• EXERCISE INSTRUCTIONS: Switch every "innermost" in the records below to "most central", change nothing else, and give the records again without the pictures.

----------------------------------------

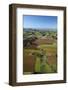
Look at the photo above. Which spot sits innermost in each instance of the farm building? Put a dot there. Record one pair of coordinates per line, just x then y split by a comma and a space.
47, 40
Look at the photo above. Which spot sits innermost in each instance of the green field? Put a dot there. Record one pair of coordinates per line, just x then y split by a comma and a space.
39, 52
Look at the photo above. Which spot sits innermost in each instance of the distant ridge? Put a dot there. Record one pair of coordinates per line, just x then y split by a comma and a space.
39, 29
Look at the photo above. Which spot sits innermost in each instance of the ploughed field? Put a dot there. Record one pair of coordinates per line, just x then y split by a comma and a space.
39, 52
32, 63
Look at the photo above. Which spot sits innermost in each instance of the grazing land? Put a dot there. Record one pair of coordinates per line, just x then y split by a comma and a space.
40, 51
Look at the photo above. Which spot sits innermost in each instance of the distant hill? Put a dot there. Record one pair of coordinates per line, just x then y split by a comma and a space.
34, 29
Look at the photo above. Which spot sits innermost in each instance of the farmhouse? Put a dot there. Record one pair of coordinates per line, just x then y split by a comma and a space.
43, 40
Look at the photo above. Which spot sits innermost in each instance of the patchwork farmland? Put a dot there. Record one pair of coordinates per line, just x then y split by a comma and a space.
40, 51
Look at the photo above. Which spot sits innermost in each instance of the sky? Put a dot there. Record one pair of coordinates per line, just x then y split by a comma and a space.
45, 22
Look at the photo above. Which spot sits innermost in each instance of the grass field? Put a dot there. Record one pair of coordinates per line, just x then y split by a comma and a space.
50, 66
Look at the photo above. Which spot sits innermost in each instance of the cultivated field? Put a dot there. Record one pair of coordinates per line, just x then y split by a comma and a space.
40, 51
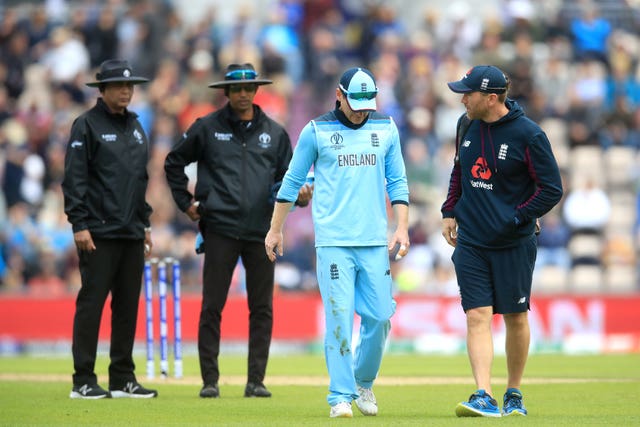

----------------------------------------

• TASK RESPONSE:
Look at the photo above. Which spot sits most central in each instance of the farm building? Put a dot there. Record one pair of coordinates per line, just x then y split by a comma and a space.
47, 40
Look at the photo above. Which spot sits most central in each instance of the green field? Put a dot there. Record one pair of coordinates per line, just x then y split by a comma and a space.
39, 52
Look at the photo above. Which spot sits most central in each instance of the distant ridge? Put a dot there. Record one pair of coordinates per line, just x then y split by a comma and a space.
39, 29
Look at the photo above. Which spot sits most central in each instance of the ploughed field? Put a dot there. Record one pair of coordinates per line, just x then y split by a comma and a space.
39, 52
32, 63
Look at the photo above. Which spot sits most central in each instance of the grazing land? Put a dot there. Record one pair of coordinates per line, just x then y split by a comma and a space.
40, 51
Look at the photo above. Which spot sits most central in each instance of the distant hill? Put a dot there. Record one pair of coordinates per line, just x then y split by a comma and a space.
34, 29
Look at the photo above. Which spot sits most central in each instance of the farmhouse? Put a dot there. Record one pair of coordinates per line, just x then y split by a comma and a space.
43, 40
Look at the photo above. Which spot sits most central in each instance of the patchwork farmland? Put a dot there. Record one pair of coordinates per line, just x then y split by a comma and a space.
40, 51
Look at the photo above. Which spot sits most central in each instance of the sky? Put a dot there. Record one pair of coordinates per line, just x then y split by a comma and a space.
45, 22
Look at the photo above. Which spot sits most central in each instance of the grass field? Put a dot there. Record one pair of coordinates per line, just x then y split by a comma and a space.
50, 66
Look at the photo above. Which spot sits most central in each instance of the cultivated field? Put a dot there. Record one pair of coordinates per line, just x then y split by a comma and a space.
40, 51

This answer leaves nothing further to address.